- **Check your understanding**:
1 > From the fund-raising article, return the passage from "Do you really" to "to give more.".
2 > Decide whether each statement agrees with the fund-raising article. Answer yes or no, and quote the words from the article that settle it. (a) Board members greeting arriving guests should be identified by badges. (b) Board members should spend the event seated together at the head table. (c) The evening's program should center mainly on the honoree.

Do you really get the most from your fund raising event?
Most agencies rely on major events as a way of raising funds. They often invest a great deal of money and time into putting together the event, invite their friends and acquaintances, hold an auction or use other tools to supplement the funds realized. What they often overlook, and this is critically important, is the experience of those attending the event.
Obligatory fund raising,
We need to ask; did they have a good time? Did they feel welcome? Was this just another obligatory fund raising chicken dinner or did they leave knowing more about the agency and invested in its cause? The purpose of this paper is to briefly examine the real value of an event. No matter how much money was raised, these visitors, properly cultivated, have the ability, and often the willingness, to give more.
The role of the Board is critical,
This is where the role of the Board is critical. Many agencies place their Board members at the head table or tables. They do not get to interact with the many strangers and guests who came to the event knowing little about the agency. These guests sit with their own friends, who also may know little. Therefore, the Board (and staff) must serve as table hosts, greeting each guest personally, finding out what they know, and whenever possible, interpreting the impact of the services on the community.
The officers and executive staff,
The officers and executive staff should also mingle and introduce themselves. Much like staff of a company at a sales event, they are working, not spending the whole evening with family and friends. The hosts at a wedding or other family event try to say hello to everyone; so should the Board and staff. We are trying to find out who these people are and how can we better reach them.
Guests should be greeted,
Guests should be greeted as they arrive by people clearly identified (badges) as agency Board members, and thanked for coming. Board members should also say goodnight to them as they leave, thanking them for supporting the agency, and asking if they had a good time. This hospitality, along with other efforts of friendship and warmth, will leave everyone feeling really good about the event (assuming the food was edible), and these good feelings will spill over to enable future contacts.
The real money can be raised,
It is what happens after the event that is where the real money can be raised. The Board should be alert, as they mingle, for people who seem particularly interested in the agency and its service. This is where we can find future Board and committee members. (Board members should make a list of interesting people they met). We should also be aware who we meet who might have the financial resources to really step forward with a major gift. The event is the first step in the cultivation of that future gift.
Focus is primarily on the agency,
Finally, while constructing the evening’s program, make sure the focus is primarily on the agency, its services, and the impact it makes on the lives of its clients. Reach your audience emotionally, through stories, speakers (often clients), or a great video. I have been to many events where the focus was so much on the honoree that I left wondering what agency sponsored the event and what do they do.
Just remember, the real value of an event is friend-raising, and if you raise a few bucks along the way, so much the better.

- **Dataset excerpts**:
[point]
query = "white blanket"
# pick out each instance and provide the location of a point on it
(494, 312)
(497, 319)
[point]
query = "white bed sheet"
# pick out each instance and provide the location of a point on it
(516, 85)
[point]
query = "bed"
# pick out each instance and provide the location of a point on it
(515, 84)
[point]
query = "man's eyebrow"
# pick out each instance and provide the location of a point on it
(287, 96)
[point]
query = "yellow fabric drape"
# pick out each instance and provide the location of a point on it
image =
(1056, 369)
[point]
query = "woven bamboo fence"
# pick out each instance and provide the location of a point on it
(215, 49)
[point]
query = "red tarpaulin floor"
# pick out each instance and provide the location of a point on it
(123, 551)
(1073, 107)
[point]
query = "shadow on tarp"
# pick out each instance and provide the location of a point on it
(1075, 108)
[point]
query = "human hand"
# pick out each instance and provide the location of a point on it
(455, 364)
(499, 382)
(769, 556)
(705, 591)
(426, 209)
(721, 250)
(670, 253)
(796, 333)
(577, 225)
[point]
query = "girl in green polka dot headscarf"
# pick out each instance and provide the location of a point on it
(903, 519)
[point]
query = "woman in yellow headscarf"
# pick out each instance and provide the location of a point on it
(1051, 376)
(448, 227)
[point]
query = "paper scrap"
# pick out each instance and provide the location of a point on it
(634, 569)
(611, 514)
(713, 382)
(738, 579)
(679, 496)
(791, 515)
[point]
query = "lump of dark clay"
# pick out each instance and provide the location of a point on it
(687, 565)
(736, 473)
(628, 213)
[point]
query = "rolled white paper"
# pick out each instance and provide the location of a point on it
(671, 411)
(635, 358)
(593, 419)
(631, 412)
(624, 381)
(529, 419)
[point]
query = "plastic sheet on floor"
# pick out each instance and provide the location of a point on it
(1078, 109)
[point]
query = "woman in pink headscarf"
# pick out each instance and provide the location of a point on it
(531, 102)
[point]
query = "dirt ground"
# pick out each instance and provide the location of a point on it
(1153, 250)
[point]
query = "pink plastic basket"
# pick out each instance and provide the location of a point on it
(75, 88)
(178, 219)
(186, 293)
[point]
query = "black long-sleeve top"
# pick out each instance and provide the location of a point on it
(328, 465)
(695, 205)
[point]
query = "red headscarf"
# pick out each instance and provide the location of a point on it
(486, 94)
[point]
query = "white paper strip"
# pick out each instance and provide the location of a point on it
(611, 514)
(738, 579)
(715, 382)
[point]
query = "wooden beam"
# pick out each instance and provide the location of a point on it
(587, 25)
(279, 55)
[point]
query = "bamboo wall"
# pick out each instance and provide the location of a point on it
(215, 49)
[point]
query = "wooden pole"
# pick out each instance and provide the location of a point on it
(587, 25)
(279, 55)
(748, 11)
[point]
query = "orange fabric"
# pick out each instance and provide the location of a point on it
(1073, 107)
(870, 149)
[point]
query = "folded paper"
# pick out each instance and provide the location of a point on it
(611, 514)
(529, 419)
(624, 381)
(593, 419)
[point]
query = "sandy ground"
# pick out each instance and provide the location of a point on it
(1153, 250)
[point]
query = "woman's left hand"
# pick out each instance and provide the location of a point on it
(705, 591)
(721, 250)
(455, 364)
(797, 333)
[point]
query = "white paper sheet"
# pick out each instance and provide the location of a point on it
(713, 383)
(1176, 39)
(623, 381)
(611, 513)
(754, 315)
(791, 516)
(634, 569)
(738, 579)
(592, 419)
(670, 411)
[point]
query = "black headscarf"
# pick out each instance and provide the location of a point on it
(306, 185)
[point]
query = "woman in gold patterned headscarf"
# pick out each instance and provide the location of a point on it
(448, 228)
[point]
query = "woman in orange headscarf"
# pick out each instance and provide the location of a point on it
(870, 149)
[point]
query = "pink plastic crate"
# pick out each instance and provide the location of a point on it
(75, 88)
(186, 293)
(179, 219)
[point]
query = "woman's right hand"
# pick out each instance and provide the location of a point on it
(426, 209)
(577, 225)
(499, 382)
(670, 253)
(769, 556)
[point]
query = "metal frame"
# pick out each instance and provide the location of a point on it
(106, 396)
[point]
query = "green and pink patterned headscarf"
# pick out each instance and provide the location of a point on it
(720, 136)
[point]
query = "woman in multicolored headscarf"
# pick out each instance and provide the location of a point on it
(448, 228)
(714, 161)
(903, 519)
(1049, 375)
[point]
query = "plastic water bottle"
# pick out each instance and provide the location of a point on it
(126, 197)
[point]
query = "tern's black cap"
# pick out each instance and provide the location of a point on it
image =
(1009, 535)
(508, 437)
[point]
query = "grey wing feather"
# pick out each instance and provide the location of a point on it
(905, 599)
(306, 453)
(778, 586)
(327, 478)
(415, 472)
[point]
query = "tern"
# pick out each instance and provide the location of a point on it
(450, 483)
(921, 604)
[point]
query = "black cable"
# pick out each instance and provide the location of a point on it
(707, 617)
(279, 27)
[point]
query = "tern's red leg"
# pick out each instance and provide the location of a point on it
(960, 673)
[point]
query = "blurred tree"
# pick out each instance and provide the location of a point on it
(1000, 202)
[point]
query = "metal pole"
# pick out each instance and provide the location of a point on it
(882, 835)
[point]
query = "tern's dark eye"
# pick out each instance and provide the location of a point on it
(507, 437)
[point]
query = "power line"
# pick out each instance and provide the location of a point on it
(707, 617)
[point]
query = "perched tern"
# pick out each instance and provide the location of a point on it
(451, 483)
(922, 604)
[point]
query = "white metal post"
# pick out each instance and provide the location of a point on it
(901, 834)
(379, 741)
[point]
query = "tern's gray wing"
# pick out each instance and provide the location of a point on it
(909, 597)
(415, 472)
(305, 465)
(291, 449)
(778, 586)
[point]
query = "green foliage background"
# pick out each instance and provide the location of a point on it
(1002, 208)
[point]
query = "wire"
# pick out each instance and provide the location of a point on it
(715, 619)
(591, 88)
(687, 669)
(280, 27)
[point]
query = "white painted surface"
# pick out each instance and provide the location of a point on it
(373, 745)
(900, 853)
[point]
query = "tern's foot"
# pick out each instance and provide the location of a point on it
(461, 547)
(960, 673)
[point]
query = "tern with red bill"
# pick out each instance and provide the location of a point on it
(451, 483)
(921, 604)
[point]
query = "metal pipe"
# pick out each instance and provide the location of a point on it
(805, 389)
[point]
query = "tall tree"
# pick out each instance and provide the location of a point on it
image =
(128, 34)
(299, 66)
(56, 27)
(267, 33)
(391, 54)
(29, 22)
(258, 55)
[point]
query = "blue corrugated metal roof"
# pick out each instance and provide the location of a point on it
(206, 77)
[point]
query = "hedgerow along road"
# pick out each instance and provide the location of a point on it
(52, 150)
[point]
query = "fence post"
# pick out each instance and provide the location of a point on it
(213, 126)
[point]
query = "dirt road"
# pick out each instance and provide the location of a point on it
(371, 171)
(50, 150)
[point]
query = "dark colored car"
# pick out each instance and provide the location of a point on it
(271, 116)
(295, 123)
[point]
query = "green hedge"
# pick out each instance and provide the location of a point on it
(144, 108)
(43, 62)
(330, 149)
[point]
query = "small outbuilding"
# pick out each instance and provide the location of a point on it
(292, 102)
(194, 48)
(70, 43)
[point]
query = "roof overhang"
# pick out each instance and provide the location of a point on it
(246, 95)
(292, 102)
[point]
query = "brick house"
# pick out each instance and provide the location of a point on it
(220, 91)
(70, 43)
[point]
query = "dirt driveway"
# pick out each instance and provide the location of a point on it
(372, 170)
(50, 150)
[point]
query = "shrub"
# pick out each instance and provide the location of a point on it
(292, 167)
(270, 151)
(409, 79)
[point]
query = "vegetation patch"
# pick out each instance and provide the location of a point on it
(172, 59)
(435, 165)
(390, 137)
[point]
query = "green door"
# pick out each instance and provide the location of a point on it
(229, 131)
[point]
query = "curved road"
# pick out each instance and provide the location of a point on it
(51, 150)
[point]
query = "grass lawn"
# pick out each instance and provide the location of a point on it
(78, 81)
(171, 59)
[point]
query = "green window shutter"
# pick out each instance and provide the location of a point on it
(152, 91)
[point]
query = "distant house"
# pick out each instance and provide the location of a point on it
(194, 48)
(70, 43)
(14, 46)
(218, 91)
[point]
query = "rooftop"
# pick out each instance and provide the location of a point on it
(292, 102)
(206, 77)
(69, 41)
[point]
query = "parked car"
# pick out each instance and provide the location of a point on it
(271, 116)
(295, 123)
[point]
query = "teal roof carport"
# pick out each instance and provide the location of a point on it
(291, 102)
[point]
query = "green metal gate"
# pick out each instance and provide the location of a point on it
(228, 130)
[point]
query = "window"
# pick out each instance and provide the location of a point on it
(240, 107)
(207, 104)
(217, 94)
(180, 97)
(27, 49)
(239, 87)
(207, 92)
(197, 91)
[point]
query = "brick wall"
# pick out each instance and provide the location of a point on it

- **Answers for the exercise**:
1 >
Do you really get the most from your fund raising event?
Most agencies rely on major events as a way of raising funds. They often invest a great deal of money and time into putting together the event, invite their friends and acquaintances, hold an auction or use other tools to supplement the funds realized. What they often overlook, and this is critically important, is the experience of those attending the event.
Obligatory fund raising,
We need to ask; did they have a good time? Did they feel welcome? Was this just another obligatory fund raising chicken dinner or did they leave knowing more about the agency and invested in its cause? The purpose of this paper is to briefly examine the real value of an event. No matter how much money was raised, these visitors, properly cultivated, have the ability, and often the willingness, to give more.

2 >
(a) Yes: "Guests should be greeted as they arrive by people clearly identified (badges) as agency Board members"
(b) No: "Therefore, the Board (and staff) must serve as table hosts, greeting each guest personally"
(c) No: "make sure the focus is primarily on the agency, its services, and the impact it makes on the lives of its clients"